#### ТЕКСТ СТРАНИЦЫ:
+ + + + + + +
Не удовлетворившись, однако, этими дерзостными сочетаниями столь различных персонажей, Евг. Евтушенко (еще бы, фантаст, автор невероятной «Ардабиолы»!) в том же перевернутом прологе-эпилоге вводит еще «два незримых существа», «два лучистых атома», они же «крошечные сограждане» Ы-Ы и Й-Й из «Галактики Бессмертия», посланные в разведку на Землю Советом Совести, «в который входили сами галактиане, а также представители животного мира, деревьев, гор и облаков». Вот уж это, мне кажется, такой всплеск неугомонного авторского воображения, который совсем выплескивается из повествования с его разнохарактерной, но не разбегающейся кто куда толпой персонажей, с его неоднолинейной, однако, вовсе не хаотичной стилевой организацией.
О ДВУХ ЛИРИЧЕСКИХ стихиях (У ЕВТУШЕНКО И НЕ ТОЛЬКО У ЕВТУШЕНКО)
Произведение такого типа, который явлен нам «Ягодными местами», не могло не быть написано. И именно Евгением Евтушенко.
Дело опять-таки не в том, что лета склонили его к «суровой прозе»: Евтушенко со всей неистовой интенсивностью продолжает творческую связь с «шалуньей-рифмой». Дело тут в самом характере его поэзии, его лирики, изначально, с первых же шагов направленной вовне, вбирающей в свое внутреннее максимум впечатлений из внешнего мира.
Литературоведы, умудренно качая головами, говорят в таких случаях об эпичности, об эпизации лирики (бедные слова «эпос», «эпичность», «эпическое начало» — к чему только их не применяли и не применяют!). Между тем по крайней мере такой же, если не большей правдой было бы сказать — в случаях, подобных «казусу Евтушенко», — о лирическом преломлении объективной действительности, о лиризации начала эпического, то есть, по древнегегелевским классификациям, начала отстраненного, дистанцированного от души лирического поэта.
+ + + + + + +
#### ДАННЫЕ:
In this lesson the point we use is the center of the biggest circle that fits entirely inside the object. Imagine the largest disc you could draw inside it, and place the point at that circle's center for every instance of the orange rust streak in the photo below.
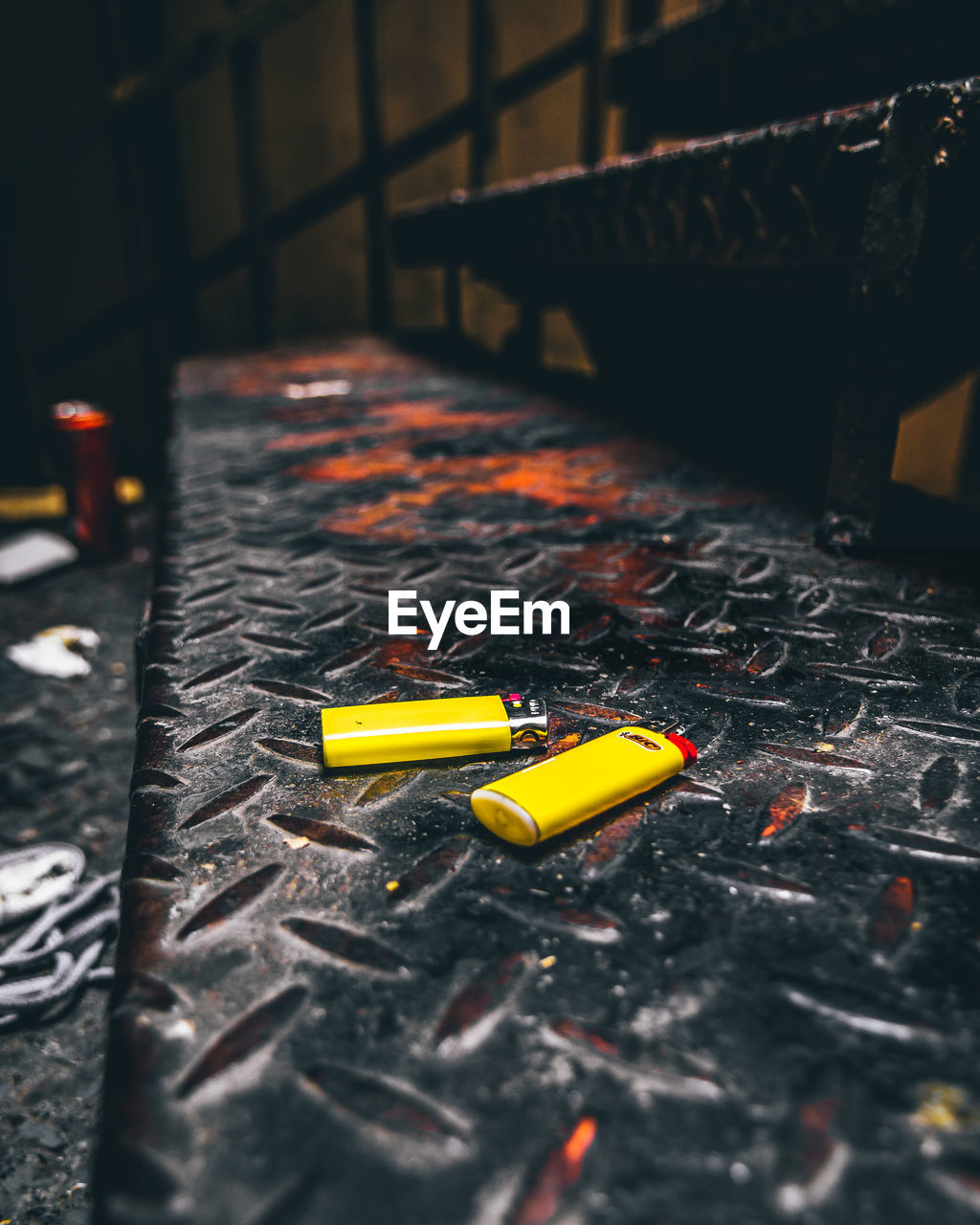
+ + + + + + +
#### ЗАДАНИЯ:
1. Кто, согласно тексту о Евтушенко, послал Ы-Ы и Й-Й в разведку на Землю?
2. Продублируйте из текста о Евтушенко фрагмент, начиная со слов «Не удовлетворившись, однако, этими» и заканчивая словами «хаотичной стилевой организацией.».
3. Пожалуйста, продолжите текст о Евтушенко, начав сразу после его последнего предложения.

#### ОТВЕТЫ ПО ПОРЯДКУ:
1. Совет Совести.

2.
Не удовлетворившись, однако, этими дерзостными сочетаниями столь различных персонажей, Евг. Евтушенко (еще бы, фантаст, автор невероятной «Ардабиолы»!) в том же перевернутом прологе-эпилоге вводит еще «два незримых существа», «два лучистых атома», они же «крошечные сограждане» Ы-Ы и Й-Й из «Галактики Бессмертия», посланные в разведку на Землю Советом Совести, «в который входили сами галактиане, а также представители животного мира, деревьев, гор и облаков». Вот уж это, мне кажется, такой всплеск неугомонного авторского воображения, который совсем выплескивается из повествования с его разнохарактерной, но не разбегающейся кто куда толпой персонажей, с его неоднолинейной, однако, вовсе не хаотичной стилевой организацией.

3.
«Людей неинтересных в мире нет» — и это была не констатация «спокойного эпоса», не его начальный рубеж работы, афоризм вызван был лирической, эмоционально-взвихренной жадностью поэта — «подслушать сразу всех, всех сразу подсмотреть», а потому звучал у молодого Евтушенко важным, пусть и предварительным, итогом — нравственным и творчески-эстетическим. Потому что и через этих «всех», самых разных людей, хлынувших сразу же в стихи Евтушенко, он тоже выражал себя, и часто лучше и проясненней говорил о себе, о своем (употреблю литературоведческий, тоже подчас вкривь и вкось употребляемый термин) «лирическом герое». Отнюдь не всегда он один у поэта-лирика, его «лирический герой», но не о том я сейчас веду речь, а о том, что в лирике Евтушенко всегда и с самого начала присутствовали, в сплетениях друг с другом, «субъективная» (даже до нарочитости!) медитация про самого себя, замкнутая на себе (припомним, насколько часто евтушенковскую монологическую лирику самоуглубления и откровенности упрекали в эгоцентризме), и стихи-портреты «других» людей, через отношение к которым раскрывался и сам поэт.
Конечно, проблема соединения, сочетания этих двух связанных друг с другом, нередко конфликтующих и всегда друг другу необходимых стихий «субъективного», «внутреннего» и «объективного», «внешнего», не есть творческая проблема именно и только Евтушенко.
Эпически-величавый Гете имел в виду и лирику, когда поделился с Эккерманом общим законом поэтического творчества: истинным поэтом вправе называть себя не тот, кто разрабатывает «свои скудные субъективные ощущения», по сравнению с объективным миром любые наши ощущения себя самого будут скудны, потому задачи истинного поэта будут решены, когда он «подчинит себе весь мир и сумеет его выразить. Тогда он неисчерпаем, он вечно обновляется...» Один из самых больших и самых мятущихся «субъективных» талантов русской поэзии, Марина Цветаева, признавалась: «Я недавно читала в каком-то письме Достоевского о его скуке и перенапряженности без внешних впечатлений. Если он томился по внешнему: людям, видам, зданиям, — все равно! — как же не томиться мне!.. Голова устает думать, душа чувствовать, ведь при отсутствии внешних впечатлений, и та и другая живут исключительно собой, собой без повода, в упор, целиком собой».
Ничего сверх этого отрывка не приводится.